### The problem
Copy exactly, and only, the lines from the line containing "of the long" through the last line of the records below, both included.

### Material for this task

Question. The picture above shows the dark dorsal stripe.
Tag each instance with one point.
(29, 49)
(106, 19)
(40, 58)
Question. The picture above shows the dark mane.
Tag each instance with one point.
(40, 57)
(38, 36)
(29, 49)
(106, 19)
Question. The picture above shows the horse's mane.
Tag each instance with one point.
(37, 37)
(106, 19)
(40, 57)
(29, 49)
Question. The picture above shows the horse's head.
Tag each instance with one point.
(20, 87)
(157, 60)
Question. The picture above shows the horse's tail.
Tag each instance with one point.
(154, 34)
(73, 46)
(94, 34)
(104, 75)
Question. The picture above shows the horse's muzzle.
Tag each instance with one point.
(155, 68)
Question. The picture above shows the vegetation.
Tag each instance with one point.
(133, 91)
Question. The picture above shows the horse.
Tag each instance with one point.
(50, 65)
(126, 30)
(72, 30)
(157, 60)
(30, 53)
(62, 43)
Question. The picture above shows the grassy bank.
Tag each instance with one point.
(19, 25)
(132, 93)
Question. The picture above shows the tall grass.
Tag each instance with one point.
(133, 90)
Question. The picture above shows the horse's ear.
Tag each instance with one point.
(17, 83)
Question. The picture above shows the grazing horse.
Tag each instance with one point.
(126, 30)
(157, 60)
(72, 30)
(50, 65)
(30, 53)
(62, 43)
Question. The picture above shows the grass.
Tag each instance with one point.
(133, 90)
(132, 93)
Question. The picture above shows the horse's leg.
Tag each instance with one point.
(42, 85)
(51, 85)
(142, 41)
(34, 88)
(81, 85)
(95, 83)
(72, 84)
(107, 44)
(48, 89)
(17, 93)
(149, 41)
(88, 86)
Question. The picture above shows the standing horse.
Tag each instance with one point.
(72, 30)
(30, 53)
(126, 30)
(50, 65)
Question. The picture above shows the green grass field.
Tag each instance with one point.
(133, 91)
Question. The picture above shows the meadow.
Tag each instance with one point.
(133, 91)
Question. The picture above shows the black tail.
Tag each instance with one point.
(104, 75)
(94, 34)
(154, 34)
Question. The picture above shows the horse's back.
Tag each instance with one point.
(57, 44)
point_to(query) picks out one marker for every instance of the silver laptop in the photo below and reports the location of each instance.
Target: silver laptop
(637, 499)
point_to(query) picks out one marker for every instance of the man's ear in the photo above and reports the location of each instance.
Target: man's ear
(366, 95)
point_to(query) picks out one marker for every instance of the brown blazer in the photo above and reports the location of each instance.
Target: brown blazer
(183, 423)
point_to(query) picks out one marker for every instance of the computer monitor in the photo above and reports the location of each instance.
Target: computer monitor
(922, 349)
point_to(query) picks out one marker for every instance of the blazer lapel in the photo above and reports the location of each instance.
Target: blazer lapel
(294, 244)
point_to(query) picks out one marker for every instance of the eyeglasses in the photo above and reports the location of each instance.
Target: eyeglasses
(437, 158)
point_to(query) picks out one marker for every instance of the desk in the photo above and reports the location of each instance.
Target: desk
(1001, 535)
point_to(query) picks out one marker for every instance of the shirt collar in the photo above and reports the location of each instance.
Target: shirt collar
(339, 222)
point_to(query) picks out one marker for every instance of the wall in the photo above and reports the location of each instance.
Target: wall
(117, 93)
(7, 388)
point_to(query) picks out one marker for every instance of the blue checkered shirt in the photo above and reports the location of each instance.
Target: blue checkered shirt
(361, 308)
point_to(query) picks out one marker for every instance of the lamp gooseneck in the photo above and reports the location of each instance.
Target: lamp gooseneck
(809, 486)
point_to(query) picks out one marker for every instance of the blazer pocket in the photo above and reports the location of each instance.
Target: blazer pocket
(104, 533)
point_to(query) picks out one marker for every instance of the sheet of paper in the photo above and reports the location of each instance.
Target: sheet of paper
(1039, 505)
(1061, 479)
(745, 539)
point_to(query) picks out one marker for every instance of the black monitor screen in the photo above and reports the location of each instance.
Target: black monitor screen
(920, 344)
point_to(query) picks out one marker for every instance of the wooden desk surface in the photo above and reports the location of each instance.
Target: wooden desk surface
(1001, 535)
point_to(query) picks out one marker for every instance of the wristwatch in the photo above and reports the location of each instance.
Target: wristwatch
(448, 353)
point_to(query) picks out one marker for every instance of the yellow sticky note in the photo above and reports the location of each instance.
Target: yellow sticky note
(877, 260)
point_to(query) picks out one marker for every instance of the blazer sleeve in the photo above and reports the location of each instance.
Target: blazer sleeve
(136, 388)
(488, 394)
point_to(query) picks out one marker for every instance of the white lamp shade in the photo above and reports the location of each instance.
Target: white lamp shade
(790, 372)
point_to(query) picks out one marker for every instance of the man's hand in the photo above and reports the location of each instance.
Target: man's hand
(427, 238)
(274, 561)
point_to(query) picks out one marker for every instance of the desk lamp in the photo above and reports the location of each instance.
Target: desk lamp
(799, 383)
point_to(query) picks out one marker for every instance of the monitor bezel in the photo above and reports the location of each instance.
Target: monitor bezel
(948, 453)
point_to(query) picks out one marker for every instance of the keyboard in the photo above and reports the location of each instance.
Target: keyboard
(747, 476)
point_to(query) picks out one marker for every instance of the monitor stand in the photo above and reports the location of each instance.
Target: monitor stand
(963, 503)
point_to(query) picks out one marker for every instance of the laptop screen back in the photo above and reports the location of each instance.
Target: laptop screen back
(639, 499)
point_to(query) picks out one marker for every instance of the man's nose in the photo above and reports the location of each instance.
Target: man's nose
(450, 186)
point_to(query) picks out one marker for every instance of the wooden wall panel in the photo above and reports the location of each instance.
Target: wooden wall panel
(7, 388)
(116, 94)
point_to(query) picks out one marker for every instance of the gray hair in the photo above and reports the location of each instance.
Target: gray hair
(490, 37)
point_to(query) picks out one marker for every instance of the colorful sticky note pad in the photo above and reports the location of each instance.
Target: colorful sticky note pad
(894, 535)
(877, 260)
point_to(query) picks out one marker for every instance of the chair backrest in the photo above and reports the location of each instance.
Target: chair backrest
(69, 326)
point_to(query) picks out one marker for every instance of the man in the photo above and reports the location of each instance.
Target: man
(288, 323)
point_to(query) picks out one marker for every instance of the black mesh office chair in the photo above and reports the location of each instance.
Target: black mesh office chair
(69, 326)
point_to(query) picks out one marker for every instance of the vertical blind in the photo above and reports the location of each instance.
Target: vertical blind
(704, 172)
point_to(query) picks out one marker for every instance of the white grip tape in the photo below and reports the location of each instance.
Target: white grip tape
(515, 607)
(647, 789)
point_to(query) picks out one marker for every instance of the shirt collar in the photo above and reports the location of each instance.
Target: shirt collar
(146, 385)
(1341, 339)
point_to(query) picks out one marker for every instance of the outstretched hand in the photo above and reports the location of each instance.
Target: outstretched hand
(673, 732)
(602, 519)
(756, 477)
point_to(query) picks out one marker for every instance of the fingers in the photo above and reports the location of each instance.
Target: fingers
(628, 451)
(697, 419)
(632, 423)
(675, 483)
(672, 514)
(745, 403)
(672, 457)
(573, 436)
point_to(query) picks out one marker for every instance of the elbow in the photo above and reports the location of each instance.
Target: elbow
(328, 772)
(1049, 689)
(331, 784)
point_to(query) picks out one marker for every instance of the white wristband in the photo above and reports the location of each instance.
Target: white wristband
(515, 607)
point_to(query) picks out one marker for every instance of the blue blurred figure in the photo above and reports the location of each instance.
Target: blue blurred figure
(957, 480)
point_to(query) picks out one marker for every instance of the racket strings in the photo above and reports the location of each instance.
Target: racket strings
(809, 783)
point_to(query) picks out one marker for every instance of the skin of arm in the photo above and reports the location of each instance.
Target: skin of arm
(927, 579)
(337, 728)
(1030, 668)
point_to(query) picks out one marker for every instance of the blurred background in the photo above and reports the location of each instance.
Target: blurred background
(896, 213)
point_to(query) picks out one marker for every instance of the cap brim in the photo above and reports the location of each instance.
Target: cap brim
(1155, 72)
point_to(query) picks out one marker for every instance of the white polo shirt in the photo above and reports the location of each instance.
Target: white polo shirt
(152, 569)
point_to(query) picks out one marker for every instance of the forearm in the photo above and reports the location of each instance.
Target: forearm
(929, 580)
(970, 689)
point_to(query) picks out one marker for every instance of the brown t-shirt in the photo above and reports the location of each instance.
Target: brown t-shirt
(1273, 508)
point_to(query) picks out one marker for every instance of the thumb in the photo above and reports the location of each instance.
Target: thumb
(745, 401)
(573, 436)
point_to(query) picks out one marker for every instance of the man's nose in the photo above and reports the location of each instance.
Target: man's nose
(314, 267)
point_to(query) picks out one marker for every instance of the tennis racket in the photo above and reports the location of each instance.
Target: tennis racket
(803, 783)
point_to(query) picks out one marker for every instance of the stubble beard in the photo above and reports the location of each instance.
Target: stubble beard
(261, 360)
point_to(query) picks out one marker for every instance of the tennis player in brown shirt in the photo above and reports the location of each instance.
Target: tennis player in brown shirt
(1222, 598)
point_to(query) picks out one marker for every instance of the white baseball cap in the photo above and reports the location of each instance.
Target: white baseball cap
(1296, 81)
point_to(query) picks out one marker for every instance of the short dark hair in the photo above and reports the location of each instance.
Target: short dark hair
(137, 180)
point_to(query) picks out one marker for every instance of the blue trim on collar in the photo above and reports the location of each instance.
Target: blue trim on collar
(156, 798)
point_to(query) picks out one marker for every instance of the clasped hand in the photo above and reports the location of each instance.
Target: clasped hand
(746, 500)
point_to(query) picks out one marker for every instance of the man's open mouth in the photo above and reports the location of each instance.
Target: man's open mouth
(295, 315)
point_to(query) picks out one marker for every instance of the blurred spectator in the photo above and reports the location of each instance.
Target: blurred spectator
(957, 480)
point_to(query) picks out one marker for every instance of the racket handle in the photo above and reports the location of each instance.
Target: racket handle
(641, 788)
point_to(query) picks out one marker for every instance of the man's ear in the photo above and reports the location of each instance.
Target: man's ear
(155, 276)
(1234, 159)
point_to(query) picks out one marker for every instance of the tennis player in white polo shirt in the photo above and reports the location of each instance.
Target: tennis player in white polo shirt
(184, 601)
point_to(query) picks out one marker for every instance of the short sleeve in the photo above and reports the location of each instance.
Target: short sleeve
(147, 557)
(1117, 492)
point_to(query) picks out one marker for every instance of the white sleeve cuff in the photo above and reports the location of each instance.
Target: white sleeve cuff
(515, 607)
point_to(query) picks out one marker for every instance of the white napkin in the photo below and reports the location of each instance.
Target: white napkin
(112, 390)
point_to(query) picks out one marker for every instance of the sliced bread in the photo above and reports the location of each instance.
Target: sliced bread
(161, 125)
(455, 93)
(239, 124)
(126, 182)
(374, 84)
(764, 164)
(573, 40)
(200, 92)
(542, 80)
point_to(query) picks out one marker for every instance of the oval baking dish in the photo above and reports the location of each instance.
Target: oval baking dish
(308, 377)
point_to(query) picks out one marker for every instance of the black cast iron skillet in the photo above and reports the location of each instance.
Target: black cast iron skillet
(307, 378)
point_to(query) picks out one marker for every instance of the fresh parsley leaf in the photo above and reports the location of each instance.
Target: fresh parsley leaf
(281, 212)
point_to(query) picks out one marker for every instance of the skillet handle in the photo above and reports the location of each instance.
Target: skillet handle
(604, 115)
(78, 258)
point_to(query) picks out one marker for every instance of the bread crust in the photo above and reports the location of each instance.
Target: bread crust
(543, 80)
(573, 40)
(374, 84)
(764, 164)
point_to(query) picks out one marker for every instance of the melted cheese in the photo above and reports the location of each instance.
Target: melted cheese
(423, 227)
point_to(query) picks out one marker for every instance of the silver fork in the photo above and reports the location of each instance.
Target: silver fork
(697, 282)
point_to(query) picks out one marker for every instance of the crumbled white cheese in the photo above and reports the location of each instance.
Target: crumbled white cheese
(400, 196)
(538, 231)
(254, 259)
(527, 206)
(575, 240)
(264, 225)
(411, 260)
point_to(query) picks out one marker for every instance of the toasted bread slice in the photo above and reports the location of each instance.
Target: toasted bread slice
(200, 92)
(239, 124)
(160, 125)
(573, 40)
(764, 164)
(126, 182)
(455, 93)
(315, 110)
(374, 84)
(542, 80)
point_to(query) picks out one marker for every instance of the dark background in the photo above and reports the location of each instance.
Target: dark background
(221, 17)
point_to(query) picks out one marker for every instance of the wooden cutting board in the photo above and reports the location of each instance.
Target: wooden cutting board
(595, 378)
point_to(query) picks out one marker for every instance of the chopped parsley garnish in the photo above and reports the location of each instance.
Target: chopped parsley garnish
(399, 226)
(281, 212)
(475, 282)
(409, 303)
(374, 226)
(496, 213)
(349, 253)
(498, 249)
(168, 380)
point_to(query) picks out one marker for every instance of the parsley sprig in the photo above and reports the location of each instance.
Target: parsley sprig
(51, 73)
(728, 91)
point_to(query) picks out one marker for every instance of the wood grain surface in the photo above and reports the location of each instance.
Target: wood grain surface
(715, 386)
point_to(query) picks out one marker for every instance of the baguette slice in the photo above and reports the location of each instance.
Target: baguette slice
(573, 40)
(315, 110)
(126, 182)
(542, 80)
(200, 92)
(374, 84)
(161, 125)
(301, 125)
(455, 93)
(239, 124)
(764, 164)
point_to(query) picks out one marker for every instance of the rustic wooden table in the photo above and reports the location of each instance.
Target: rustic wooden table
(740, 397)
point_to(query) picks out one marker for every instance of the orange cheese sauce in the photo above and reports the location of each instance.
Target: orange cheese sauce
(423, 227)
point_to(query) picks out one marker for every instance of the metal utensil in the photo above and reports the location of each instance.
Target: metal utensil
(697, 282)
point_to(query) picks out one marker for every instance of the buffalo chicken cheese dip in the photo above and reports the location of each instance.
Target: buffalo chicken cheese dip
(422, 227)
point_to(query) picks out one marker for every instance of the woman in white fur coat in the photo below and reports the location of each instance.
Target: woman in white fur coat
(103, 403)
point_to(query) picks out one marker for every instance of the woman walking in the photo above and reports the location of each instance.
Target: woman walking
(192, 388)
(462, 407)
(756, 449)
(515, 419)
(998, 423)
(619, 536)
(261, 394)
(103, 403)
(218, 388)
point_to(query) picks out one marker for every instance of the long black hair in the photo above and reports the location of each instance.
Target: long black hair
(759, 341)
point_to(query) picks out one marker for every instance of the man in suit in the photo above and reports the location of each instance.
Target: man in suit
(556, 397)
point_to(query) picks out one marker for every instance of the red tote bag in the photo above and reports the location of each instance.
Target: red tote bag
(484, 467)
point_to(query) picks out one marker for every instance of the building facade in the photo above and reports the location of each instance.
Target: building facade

### Solution to the problem
point_to(query) picks out one marker for every instance of the long black hair in the photo above and reports the location of each instance.
Target: long black hair
(759, 341)
point_to(query) picks out one marker for every instance of the man in suit in the photo above and reports the location of each instance.
Target: man in suit
(556, 397)
point_to(query) picks out one marker for every instance of the red tote bag in the photo above and reports the location of each instance.
Target: red tote bag
(484, 467)
point_to(query) picks out one marker for every instance of the building facade in the photo above and reports the location of each instance.
Target: building facade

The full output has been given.